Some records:
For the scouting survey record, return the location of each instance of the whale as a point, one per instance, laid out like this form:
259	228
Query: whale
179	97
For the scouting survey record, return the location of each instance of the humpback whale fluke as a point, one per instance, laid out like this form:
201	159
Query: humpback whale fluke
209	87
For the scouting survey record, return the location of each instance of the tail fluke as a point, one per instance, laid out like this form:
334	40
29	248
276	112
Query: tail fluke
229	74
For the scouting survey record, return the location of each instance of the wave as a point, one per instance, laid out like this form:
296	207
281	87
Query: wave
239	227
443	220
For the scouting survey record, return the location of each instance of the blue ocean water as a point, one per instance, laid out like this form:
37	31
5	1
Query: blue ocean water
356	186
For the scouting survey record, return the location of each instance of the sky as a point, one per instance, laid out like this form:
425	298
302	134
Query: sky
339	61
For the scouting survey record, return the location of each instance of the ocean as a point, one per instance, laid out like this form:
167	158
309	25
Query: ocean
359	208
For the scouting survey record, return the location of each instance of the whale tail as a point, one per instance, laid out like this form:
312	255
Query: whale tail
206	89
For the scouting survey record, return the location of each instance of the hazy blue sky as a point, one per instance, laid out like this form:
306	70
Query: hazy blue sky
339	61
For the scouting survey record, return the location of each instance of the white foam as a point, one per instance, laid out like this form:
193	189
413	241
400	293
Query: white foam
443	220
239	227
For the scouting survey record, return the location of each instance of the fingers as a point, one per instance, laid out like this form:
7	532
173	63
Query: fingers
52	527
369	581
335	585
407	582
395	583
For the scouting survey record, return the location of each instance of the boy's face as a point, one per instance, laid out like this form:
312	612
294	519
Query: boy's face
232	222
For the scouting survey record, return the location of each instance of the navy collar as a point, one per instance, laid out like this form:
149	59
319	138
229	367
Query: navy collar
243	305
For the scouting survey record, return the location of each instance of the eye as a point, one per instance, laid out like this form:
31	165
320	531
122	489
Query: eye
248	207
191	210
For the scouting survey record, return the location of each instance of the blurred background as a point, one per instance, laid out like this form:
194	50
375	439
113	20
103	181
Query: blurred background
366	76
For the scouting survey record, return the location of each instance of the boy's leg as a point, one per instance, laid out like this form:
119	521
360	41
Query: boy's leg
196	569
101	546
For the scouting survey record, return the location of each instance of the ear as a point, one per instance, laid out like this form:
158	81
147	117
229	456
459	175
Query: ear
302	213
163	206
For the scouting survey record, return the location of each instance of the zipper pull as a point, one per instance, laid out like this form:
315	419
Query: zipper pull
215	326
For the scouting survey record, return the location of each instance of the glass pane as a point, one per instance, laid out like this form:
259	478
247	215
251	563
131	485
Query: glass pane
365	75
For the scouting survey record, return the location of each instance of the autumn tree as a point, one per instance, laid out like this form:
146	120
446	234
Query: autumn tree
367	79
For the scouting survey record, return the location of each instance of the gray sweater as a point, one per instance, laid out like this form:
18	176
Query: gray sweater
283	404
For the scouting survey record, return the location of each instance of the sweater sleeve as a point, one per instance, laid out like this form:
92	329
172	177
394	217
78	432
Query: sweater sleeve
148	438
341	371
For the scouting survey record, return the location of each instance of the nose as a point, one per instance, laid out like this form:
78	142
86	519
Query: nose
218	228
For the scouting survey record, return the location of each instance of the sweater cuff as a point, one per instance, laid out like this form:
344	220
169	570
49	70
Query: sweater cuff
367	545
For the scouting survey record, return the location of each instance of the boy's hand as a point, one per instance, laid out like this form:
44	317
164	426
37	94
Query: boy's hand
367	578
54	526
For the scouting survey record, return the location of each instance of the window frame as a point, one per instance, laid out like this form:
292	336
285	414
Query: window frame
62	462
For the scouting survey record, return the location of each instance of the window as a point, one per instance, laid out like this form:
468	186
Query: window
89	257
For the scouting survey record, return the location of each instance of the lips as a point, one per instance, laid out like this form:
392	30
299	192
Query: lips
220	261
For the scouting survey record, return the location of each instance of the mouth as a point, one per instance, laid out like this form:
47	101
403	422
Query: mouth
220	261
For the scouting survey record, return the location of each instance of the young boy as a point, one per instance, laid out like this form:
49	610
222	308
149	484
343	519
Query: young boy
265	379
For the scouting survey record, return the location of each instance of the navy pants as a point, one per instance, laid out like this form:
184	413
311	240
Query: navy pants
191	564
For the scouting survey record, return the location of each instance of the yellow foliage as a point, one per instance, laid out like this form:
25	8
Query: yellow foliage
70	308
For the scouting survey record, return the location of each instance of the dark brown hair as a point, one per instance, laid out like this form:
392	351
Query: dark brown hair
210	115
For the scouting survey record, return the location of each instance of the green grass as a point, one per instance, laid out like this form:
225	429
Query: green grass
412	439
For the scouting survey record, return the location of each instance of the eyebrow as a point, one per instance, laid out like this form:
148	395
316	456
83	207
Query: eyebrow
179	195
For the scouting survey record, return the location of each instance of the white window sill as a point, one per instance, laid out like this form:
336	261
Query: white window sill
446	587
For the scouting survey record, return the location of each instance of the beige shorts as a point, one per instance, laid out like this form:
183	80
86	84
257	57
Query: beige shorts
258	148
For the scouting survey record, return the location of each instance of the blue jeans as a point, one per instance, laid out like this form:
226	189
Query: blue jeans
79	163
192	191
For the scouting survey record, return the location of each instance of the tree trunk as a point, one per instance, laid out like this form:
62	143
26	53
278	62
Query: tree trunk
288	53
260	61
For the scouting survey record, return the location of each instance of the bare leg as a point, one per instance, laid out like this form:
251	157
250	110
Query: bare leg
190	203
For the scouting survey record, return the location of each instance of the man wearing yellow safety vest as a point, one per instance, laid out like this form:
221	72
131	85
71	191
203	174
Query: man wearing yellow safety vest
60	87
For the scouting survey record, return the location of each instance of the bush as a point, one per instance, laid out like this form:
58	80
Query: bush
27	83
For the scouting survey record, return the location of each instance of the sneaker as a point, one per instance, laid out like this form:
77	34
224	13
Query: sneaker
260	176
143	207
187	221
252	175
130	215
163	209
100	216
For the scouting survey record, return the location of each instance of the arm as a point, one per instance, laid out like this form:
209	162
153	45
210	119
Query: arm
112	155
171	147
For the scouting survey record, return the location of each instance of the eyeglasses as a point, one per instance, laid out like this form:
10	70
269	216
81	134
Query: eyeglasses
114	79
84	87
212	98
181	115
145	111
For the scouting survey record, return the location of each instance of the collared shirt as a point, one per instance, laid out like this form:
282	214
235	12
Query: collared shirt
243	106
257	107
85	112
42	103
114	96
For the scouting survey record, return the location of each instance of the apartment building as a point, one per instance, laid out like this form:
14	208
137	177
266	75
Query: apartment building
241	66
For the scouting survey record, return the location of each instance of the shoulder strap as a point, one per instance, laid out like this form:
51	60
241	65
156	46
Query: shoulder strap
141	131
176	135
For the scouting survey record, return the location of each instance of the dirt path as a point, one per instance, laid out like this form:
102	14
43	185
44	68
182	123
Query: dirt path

- What is asked:
Restate every entry word for word.

- Solution to this problem:
For the scouting survey record, return the location of each instance of the whale as a point, one per instance, laid out like this form:
259	228
Query: whale
179	97
For the scouting survey record, return the location of each instance of the humpback whale fluke as a point, one per instance, laid out like this form:
201	159
Query: humpback whale fluke
209	87
For the scouting survey record, return the location of each instance of the tail fluke as a point, one per instance, laid out like this form:
334	40
29	248
276	112
Query: tail fluke
229	74
For the scouting survey record, return the location of each instance of the wave as a point, one per instance, laid out like this form:
296	207
281	87
Query: wave
239	227
443	220
For the scouting survey record, return the location of each instance of the blue ocean water as a point, one per instance, laid out like this form:
37	31
5	1
Query: blue ocean water
356	186
For the scouting survey record, return the location of each instance of the sky as a point, one per instance, laid out like this form:
425	298
302	134
Query: sky
339	61
For the scouting survey record, return the location of each instance of the ocean as a point, one per instance, laid out like this form:
167	158
309	25
Query: ocean
359	208
For the scouting survey record, return the location of each instance of the whale tail as a point, one per instance, laid out like this form:
312	255
Query: whale tail
206	89
For the scouting survey record, return the location of each instance of the hazy blue sky as a point, one per instance, laid out like this form:
306	70
Query: hazy blue sky
339	61
For the scouting survey record, return the location of each instance of the white foam as a point, one per instance, laid out like this form:
193	189
413	241
400	293
Query: white foam
443	220
239	227
For the scouting survey record, return the location of each instance of the fingers as a point, one per instance, laid out like this form:
7	532
173	63
Query: fingers
52	527
369	581
335	585
407	582
395	583
For the scouting survey record, return the location of each instance of the boy's face as a point, one per instance, laid out like this form:
312	612
294	519
Query: boy's face
232	222
For the scouting survey record, return the location of each instance of the navy collar as a point, one per instance, laid out like this form:
149	59
319	138
229	367
Query: navy collar
243	305
For the scouting survey record, return the location of each instance of the eye as a point, one per instance, laid out like this form:
31	165
320	531
122	489
Query: eye
248	207
191	210
For the scouting survey record, return the location of each instance of the blurred background as a point, one per instance, laid out like this form:
194	50
375	439
113	20
103	181
Query: blurred background
366	76
For the scouting survey record, return the location of each instance of the boy's leg as a point, one per instance, laid out like this form:
119	521
360	41
Query: boy's leg
196	569
101	546
For the scouting survey record, return the location of each instance of the ear as a point, one per instance, laid out like this form:
158	81
147	117
229	456
459	175
Query: ear
302	213
163	206
For the scouting survey record, return the location of each instance of the zipper pull as a point, one per instance, laid out like this form:
315	419
Query: zipper pull
215	326
For the scouting survey record, return the location of each instance of the glass pane as a point, one per instance, laid out like this form:
259	478
247	215
251	563
131	485
Query: glass pane
365	75
For the scouting survey record, return the location of each instance of the autumn tree as a point, one per instance, laid out like this form:
146	120
446	234
Query: autumn tree
367	79
For the scouting survey record, return the location of each instance of the gray sweater as a point, one per instance, laid out like this form:
18	176
Query: gray sweater
283	404
For the scouting survey record, return the location of each instance of the sweater sleeve as a point, one per instance, laid out like this form:
92	329
172	177
394	217
78	432
Query: sweater sleeve
148	438
341	371
For the scouting survey record, return the location of each instance of the nose as a point, one per instance, laid out like this form:
78	142
86	519
Query: nose
218	228
For the scouting survey record, return the location of each instance of the sweater cuff as a point, one per instance, laid out like this form:
344	220
169	570
49	70
Query: sweater cuff
367	545
For the scouting survey record, return the location of each instance of the boy's hand as a point, one per instance, laid out like this form:
44	317
164	426
37	94
Query: boy's hand
367	578
54	526
For the scouting survey record, return the location of each instance of the window frame as a point, one per instance, laid out like this form:
292	336
285	414
Query: window frame
62	462
For the scouting survey record, return the location of each instance of the window as a point, one per instance, laid out like this form:
468	186
Query: window
89	257
For the scouting survey record, return the location of each instance of the lips as a point, one per instance, laid out like this form:
392	30
299	192
Query: lips
220	261
For the scouting survey record, return the location of each instance of the mouth as a point, one per instance, laid out like this form:
47	101
403	422
Query: mouth
220	261
For the scouting survey record, return the location of each instance of the young boy as a point, one per instance, laid out like this form:
49	610
222	308
149	484
343	519
Query: young boy
265	379
For the scouting survey record, return the location of each instance of the navy pants as a point, one per instance, laid out like this form:
184	413
311	240
Query: navy pants
191	564
For the scouting survey record, return the location of each instance of the yellow foliage as a point, one per instance, laid out like this form:
25	8
Query: yellow foliage
70	308
For the scouting survey record, return the location of each instance of the dark brown hair as a point, one per instance, laid out like this form:
392	351
Query: dark brown hair
210	115
For the scouting survey record, return the location of each instance of the green grass as a point, one per instance, laid out like this form:
225	429
Query: green grass
412	439
For the scouting survey record, return the location of each instance of the eyebrow as a point, one per instance, laid out like this form:
148	395
316	456
83	207
Query: eyebrow
179	195
For the scouting survey record, return the location of each instance of the white window sill as a point, one per instance, laid out like this form:
336	261
Query: white window sill
446	587
For the scouting survey record, return the location of each instance of the beige shorts as a point, one per instance, laid out like this form:
183	80
86	84
257	57
Query: beige shorts
258	148
For the scouting survey record, return the location of each instance of the blue jeans as a point, one per instance, laid out like this form:
226	189
Query: blue jeans
79	163
192	191
For the scouting survey record, return the location of each instance of the tree trunk as a point, one per instance, laid out like this form:
62	143
26	53
278	62
Query: tree trunk
288	53
260	61
For the scouting survey record, return the location of each instance of the bare leg as a point, one per instance, laid out like this form:
251	157
250	110
Query: bare leg
190	203
For the scouting survey record, return the location of each instance of the man wearing yellow safety vest as a point, one per instance, laid out like this form:
221	72
131	85
71	191
203	174
Query: man wearing yellow safety vest
60	87
For the scouting survey record, return the location of each instance of the bush as a point, one per instance, laid out like this form:
58	80
Query: bush
27	83
For the scouting survey record, return the location of each instance of the sneaker as a point, one per instance, laid out like this form:
77	34
224	13
Query: sneaker
260	176
143	207
187	221
252	175
130	215
163	209
100	216
For the scouting survey record, return the location of each instance of the arm as a point, one per instance, laid out like this form:
209	162
153	45
210	119
Query: arm
112	155
171	147
For the scouting survey record, return the location of each instance of the eyeglasses as a point, one per instance, laid out like this form:
10	70
269	216
81	134
Query: eyeglasses
114	79
84	87
212	98
181	115
145	111
For the scouting survey record, return the location of each instance of the collared shirt as a point, one per instance, laid out like this form:
282	214
235	12
Query: collared shirt
243	106
257	107
85	112
42	103
114	96
For the scouting survey record, return the location of each instance of the apartment building as a point, one per instance, laid out like this form:
14	208
137	177
266	75
Query: apartment building
241	66
For the scouting survey record, return the location of each instance of the shoulder strap as a point, one per instance, laid out like this form:
51	60
241	65
156	46
Query: shoulder strap
141	131
176	135
For the scouting survey record, return the location of each instance of the dirt path as a point, one per instance, laid out like this form:
102	14
43	185
44	68
182	123
Query: dirt path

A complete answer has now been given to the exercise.